DÉFI 1: Recopiez le passage de la notice sur Patrick Kessel qui commence par « KESSEL Patrick [KESSEL » et se termine par « Avant-garde communiste marxiste-léniniste. ».
DÉFI 2: Poursuivez la notice sur Patrick Kessel à partir de sa dernière phrase.

TEXTE FOURNI:
· · · · · · ·
KESSEL Patrick [KESSEL Jean-Patrick]

Par Jean-Numa Ducange

Né le 14 septembre 1929 à Paris, mort le 10 octobre 2008 à Saint-Mars-de-Locquenay (Sarthe) ; journaliste, écrivain, éditeur et libraire ; maoïste, membre de l’Association des amitiés franco-albanaises, dirigeant de Combat communiste marxiste-léniniste de 1977 à 1982, puis de Avant-garde communiste marxiste-léniniste.

Patrick Kessel, né à Paris le 14 septembre 1929, fut pendant plusieurs années journaliste entre 1948 et le début des années 1960 à France-Soir puis successivement à Paris-Match, l’Express, Libération (d’Emmanuel d’Astier, proche du PCF, qui parut de 1941 à 1964) et enfin à France Observateur. Neveu du romancier Joseph Kessel, il fut aussi écrivain : après la publication d’un album sur Saint-Exupéry, son premier roman parut chez Julliard (Le bénéfice du doute, 1955). Le second, Les ennemis publics (Julliard, 1957, réédition en 2003), restitua son itinéraire dans le milieu du journalisme et provoqua de nombreux commentaires jusqu’en URSS où il est traduit.

Il dénonça dans plusieurs articles - dont certains furent censurés - la guerre d’Algérie et signe un petit ouvrage consacré au maréchal Bugeaud « soldat de l’ordre », paru dans une maison d’édition proche du PCF (EFR, 1958). Tout en manifestant des sympathies pour ce parti (il participe à la défense du siège du journal l’Humanité en 1956 attaqué à la suite de l’insurrection hongroise), il n’en fut jamais membre. En effet la politique du PCF en France et surtout les positions jugées timorées de celui-ci sur la question coloniale lui firent prendre très rapidement ses distances. Son intérêt pour la lutte du peuple algérien déboucha sur un travail commun avec l’italien Giovanni Pirelli, Le peuple algérien et la guerre (Maspero, 1963, réédition en 2003), recueil de témoignages dans la continuité de ses articles parus dans la presse. Il regroupa ultérieurement ses articles censurés pendant la guerre d’Algérie dans un ouvrage en 2002. Au début des années 1960, il participa à plusieurs revues (Partisans, Coexistence, Les Temps modernes) et devint l’administrateur de la revue Révolution (parue entre 1963 et 1965) lancée à l’initiative de Jacques Vergès, revue solidaire des combats des pays du Tiers-Monde qui publia des textes du mouvement communiste international, notamment des textes pro-chinois. Patrick Kessel y donna entre autres une contribution sur la guerre de libération nationale du Kurdisan.
· · · · · · ·
ENTRÉES FOURNIES:
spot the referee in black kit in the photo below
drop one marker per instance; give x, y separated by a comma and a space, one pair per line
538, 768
· · · · · · ·
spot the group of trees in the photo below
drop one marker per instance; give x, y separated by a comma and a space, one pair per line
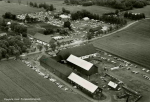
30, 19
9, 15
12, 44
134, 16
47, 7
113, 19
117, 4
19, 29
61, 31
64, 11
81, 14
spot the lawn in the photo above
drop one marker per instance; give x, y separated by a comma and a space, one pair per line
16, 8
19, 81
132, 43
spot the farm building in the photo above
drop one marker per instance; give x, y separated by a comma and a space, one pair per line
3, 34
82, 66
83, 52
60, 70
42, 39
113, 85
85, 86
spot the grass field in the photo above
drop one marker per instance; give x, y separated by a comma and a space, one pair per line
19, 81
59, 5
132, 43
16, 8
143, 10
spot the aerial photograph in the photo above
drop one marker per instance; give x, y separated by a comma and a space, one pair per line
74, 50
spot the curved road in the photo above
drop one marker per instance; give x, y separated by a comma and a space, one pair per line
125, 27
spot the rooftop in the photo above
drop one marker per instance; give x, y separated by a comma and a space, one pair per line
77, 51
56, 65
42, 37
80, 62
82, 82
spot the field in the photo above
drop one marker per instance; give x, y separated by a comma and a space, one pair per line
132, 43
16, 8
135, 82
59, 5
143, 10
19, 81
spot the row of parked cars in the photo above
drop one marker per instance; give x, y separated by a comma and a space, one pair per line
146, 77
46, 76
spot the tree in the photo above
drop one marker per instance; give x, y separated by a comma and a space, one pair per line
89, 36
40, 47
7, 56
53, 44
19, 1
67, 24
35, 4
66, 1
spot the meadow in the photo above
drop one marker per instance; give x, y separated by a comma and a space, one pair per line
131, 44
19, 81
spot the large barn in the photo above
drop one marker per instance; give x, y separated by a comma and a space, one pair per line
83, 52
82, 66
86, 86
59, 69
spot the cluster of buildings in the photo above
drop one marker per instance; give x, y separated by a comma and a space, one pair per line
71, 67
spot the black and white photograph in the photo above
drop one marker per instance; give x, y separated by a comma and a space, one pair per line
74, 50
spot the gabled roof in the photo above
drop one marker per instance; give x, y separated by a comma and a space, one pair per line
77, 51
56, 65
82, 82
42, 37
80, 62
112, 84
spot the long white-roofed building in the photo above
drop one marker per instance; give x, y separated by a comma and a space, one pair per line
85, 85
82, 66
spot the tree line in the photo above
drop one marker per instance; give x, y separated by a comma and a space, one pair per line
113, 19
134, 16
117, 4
· · · · · · ·
RÉSULTAT 1:
KESSEL Patrick [KESSEL Jean-Patrick]

Par Jean-Numa Ducange

Né le 14 septembre 1929 à Paris, mort le 10 octobre 2008 à Saint-Mars-de-Locquenay (Sarthe) ; journaliste, écrivain, éditeur et libraire ; maoïste, membre de l’Association des amitiés franco-albanaises, dirigeant de Combat communiste marxiste-léniniste de 1977 à 1982, puis de Avant-garde communiste marxiste-léniniste.

RÉSULTAT 2:
Il se reconnut alors dans des positions « marxistes-léninistes » et « anti-révisionnistes » auxquelles il resta fidèle. Il participa à plusieurs publications de ce courant, notamment l’Humanité rouge et Communisme. Il établit des liens spécifiques avec l’Albanie et son parti dirigeant (PTA, Parti du travail d’Albanie) et se rendit à plusieurs reprises au début des années 1970 dans ce pays. Il fut notamment invité au VIIe du congrès du PTA en 1976, marqué par la prise de distance avec le Parti communiste chinois dont le parti albanais avait été jusqu’ici un allié. Patrick Kessel fut un membre actif des AAFA (Association des amitiés franco-albanaises) et anima la section de Paris-Sud. En 1977, il adhèra à Combat communiste marxiste-léniniste et en devint un des dirigeants avant de s’en séparer et de fonder AGC-ML (Avant-garde communiste marxiste-léniniste) en 1982.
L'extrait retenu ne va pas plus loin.